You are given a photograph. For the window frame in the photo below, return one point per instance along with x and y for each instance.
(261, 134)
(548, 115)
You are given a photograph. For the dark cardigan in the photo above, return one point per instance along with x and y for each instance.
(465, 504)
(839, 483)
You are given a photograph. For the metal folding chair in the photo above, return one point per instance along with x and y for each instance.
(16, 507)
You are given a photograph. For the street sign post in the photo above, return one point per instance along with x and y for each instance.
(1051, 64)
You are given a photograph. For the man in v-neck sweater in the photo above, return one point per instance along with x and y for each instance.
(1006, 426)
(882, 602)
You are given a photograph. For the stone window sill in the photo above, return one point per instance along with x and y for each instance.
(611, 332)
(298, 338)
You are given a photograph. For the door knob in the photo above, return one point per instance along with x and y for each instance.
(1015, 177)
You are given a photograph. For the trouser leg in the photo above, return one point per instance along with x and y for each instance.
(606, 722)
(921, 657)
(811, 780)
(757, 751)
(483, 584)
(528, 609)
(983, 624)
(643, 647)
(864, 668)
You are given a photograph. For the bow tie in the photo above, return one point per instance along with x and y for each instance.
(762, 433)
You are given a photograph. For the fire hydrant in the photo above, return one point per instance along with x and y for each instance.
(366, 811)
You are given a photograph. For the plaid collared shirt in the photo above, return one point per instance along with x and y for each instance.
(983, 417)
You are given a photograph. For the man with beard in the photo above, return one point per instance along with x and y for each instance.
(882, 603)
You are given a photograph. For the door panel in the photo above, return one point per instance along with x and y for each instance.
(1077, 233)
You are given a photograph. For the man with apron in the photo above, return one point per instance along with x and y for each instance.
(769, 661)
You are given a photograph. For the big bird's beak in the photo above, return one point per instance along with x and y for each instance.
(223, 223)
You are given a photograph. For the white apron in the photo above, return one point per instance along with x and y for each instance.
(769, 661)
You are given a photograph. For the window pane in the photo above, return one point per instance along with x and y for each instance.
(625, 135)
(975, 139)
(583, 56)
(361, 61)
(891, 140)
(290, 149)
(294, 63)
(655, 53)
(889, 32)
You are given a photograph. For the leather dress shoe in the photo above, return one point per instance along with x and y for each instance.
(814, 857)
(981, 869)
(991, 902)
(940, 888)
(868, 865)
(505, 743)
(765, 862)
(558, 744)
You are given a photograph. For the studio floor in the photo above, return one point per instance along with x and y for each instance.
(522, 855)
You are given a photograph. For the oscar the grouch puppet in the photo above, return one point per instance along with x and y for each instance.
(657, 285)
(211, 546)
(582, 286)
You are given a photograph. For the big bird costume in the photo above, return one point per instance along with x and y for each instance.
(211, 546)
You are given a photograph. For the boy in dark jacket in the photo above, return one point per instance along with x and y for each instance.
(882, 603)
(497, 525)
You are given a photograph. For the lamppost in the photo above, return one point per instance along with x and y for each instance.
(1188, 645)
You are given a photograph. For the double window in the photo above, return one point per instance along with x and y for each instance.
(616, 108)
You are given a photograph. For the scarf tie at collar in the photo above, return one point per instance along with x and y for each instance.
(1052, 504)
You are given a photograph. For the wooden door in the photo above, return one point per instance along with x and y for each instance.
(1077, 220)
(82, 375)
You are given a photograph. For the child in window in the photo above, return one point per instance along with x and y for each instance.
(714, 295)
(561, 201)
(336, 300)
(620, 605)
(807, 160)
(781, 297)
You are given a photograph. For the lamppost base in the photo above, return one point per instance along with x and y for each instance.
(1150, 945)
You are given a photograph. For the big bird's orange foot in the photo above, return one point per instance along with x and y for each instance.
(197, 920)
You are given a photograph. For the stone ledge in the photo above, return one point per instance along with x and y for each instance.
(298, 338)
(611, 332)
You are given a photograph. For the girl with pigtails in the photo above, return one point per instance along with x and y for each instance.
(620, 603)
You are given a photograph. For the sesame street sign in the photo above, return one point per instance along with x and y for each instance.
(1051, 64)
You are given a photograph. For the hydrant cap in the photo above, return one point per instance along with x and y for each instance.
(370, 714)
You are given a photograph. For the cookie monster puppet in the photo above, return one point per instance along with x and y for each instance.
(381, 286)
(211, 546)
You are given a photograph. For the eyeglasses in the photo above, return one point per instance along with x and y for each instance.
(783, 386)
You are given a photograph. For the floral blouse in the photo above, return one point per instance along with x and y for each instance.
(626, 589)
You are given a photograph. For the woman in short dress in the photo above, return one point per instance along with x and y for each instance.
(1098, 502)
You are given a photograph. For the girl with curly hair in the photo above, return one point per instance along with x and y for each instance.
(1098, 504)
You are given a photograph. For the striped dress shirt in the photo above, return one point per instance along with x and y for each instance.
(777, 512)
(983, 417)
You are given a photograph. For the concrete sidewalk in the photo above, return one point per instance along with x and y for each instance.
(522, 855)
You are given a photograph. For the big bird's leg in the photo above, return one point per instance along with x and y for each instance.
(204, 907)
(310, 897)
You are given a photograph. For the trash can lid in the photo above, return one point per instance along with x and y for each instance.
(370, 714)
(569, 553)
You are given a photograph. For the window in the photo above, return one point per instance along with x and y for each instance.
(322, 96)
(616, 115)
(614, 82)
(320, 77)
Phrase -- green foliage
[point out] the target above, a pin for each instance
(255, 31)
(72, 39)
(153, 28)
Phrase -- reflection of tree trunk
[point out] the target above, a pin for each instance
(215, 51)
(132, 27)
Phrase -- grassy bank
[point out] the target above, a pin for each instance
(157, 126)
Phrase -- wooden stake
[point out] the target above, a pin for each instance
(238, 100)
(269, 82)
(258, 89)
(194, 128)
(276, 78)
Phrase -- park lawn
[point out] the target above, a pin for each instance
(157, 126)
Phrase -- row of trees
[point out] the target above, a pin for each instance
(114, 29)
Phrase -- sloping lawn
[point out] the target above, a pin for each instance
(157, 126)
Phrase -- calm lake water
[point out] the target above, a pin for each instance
########
## Assignment
Exact reproduction of all the material is needed.

## Response area
You are given a photograph. For the window frame in the photo below, return one point per instance along with x and y for each instance.
(261, 134)
(548, 115)
You are given a photograph. For the dark cardigan in the photo above, return one point per instance along with x and y for each instance.
(465, 504)
(839, 483)
You are given a photograph. For the metal folding chair in the photo above, return one point per instance along with x and y for each instance.
(16, 507)
You are given a photograph. For the street sign post in the photo above, return one point per instance along with x and y for each instance.
(1051, 64)
You are given a photograph. For the man in v-neck sweater in the photo above, return one point per instance along with x and y for each instance.
(1006, 426)
(882, 602)
You are given a photograph. For the stone window sill in the photo above, return one point per instance along with x and y for each instance.
(611, 332)
(298, 338)
You are given a photograph. For the door knob in the photo above, return one point per instance along with x and y for each instance.
(1015, 177)
You are given a photograph. For the trouser leg in the photo above, return one point per instance along with x and y for each instance.
(606, 722)
(921, 657)
(811, 780)
(757, 751)
(483, 584)
(528, 609)
(983, 624)
(643, 647)
(864, 668)
You are given a photograph. For the bow tie in the photo above, return one point per instance along with x and y for each instance.
(762, 433)
You are given a photograph. For the fire hydrant in the photo above, return one point per instance along with x and y for each instance.
(366, 811)
You are given a photograph. For the plaid collared shirt in the photo above, return one point per instance along with x and y for each instance.
(983, 417)
You are given a photograph. For the man with beard in the photo above, return one point per instance along with x and y for each instance.
(882, 603)
You are given a photograph. For the door panel in the photo above, return one point per instance along with x and y for each instance.
(1077, 233)
You are given a photograph. For the man with apron in the photo above, return one point per instance along with x and y for each instance.
(769, 661)
You are given a photograph. For the big bird's beak in the photo above, return one point per instance along with x and y for each instance.
(223, 223)
You are given a photograph. For the white apron in the photo above, return one point per instance along with x and y for each instance.
(769, 661)
You are given a photograph. For the window pane in the photo above, return one point per instance along with x and y for each instance.
(625, 135)
(975, 139)
(583, 56)
(361, 61)
(891, 140)
(290, 149)
(294, 63)
(655, 53)
(889, 32)
You are given a photograph. For the leather dress shoe in the photo above, return one point per instance along with x and y for each instance.
(814, 857)
(981, 869)
(991, 902)
(940, 888)
(868, 865)
(505, 743)
(765, 862)
(558, 744)
You are given a photograph. For the studio floor in the photo above, return one point per instance along with x and y for each instance.
(522, 855)
You are given a photograph. For the oscar the grouch puppet in the photo above, return one point per instance along with x and y for each instance.
(657, 285)
(211, 546)
(582, 286)
You are given a photograph. For the big bird costume in the photo above, return one point per instance along with x and y for each instance.
(211, 546)
You are given a photograph. For the boy in dark jacket in the photo above, return one point per instance along with x and y for each instance.
(882, 603)
(497, 525)
You are given a photograph. For the lamppost in the photo above, return one point per instance along with x and y for each instance.
(1188, 645)
You are given a photograph. For the double window in the photo above, return one point per instance along with x and y for each instance.
(616, 108)
You are given a photograph. For the scarf tie at collar in the photo above, return one point per instance along with x and y for each instance.
(1052, 504)
You are given a photograph. For the wooden door in the photo above, return one point per instance along with x and y for each instance.
(1077, 220)
(82, 375)
You are given a photograph. For the child in window in the photo above, return one point per instance along with x and y for each instance.
(714, 295)
(561, 201)
(336, 300)
(620, 605)
(807, 160)
(781, 297)
You are given a photograph. For the lamppost base in the photo above, return one point per instance along with x and y for each instance.
(1150, 945)
You are given a photograph. For the big bird's orange foot in the photo above, return one point per instance along with x and y for each instance.
(197, 920)
You are given a photograph. For the stone ledge in the photo above, return one point per instance along with x and y for each instance.
(298, 338)
(611, 332)
You are given a photograph. For the girl with pigtails in the photo above, return one point per instance along with x and y for each instance.
(620, 603)
You are given a photograph. For the sesame street sign in the photo above, return one point per instance along with x and y for each instance.
(1051, 64)
You are given a photograph. For the hydrant cap in the photo above, return one point per instance along with x and y for each instance.
(370, 714)
You are given a photograph. For the cookie monster puppet in the photo above, return one point per instance along with x and y for each instance.
(381, 286)
(211, 546)
You are given a photograph. For the eyeglasses in the photo above, return one point per instance along with x and y for each instance.
(783, 386)
You are given a photograph. For the floral blouse in the photo above, return one point per instance along with x and y for each instance.
(626, 589)
You are given a photograph. For the woman in short dress in the photo above, return one point per instance along with x and y for each instance.
(1098, 502)
You are given a photograph. For the girl with curly hair in the photo above, return one point per instance along with x and y for each instance.
(1098, 504)
You are given a photograph. For the striped dress shirt in the photo above, return one point per instance along with x and y for each instance.
(777, 512)
(983, 417)
You are given a photograph. For the concrete sidewalk in the photo above, return one point per instance along with x and y for each instance.
(522, 855)
You are given a photograph. For the big bird's leg in the photo above, return one point per instance along with x and y for each instance.
(204, 907)
(310, 897)
You are given a photograph. For the trash can lid in the photo above, return one point per instance along with x and y for each instance.
(370, 714)
(569, 553)
You are given a photograph. For the window in the photo above, return one point per instance along with x and y for each instance.
(322, 96)
(616, 115)
(614, 82)
(320, 77)
Phrase -- green foliage
[point out] the target above, a pin for each instance
(255, 31)
(72, 39)
(153, 28)
Phrase -- reflection of tree trunk
[point out] the target above, a pin for each instance
(215, 51)
(132, 27)
Phrase -- grassy bank
[point out] the target above, a pin for each instance
(157, 126)
Phrase -- wooden stake
[point out] the target above, a pin for each instance
(238, 100)
(269, 82)
(258, 89)
(194, 128)
(276, 78)
Phrase -- park lawn
[point out] the target above, a pin for each instance
(157, 126)
Phrase -- row of trees
[point out] the target above, a pin for each instance
(114, 29)
Phrase -- sloping lawn
[point out] the target above, a pin for each instance
(157, 126)
Phrase -- calm lake water
[point out] the target above, a pin for each instance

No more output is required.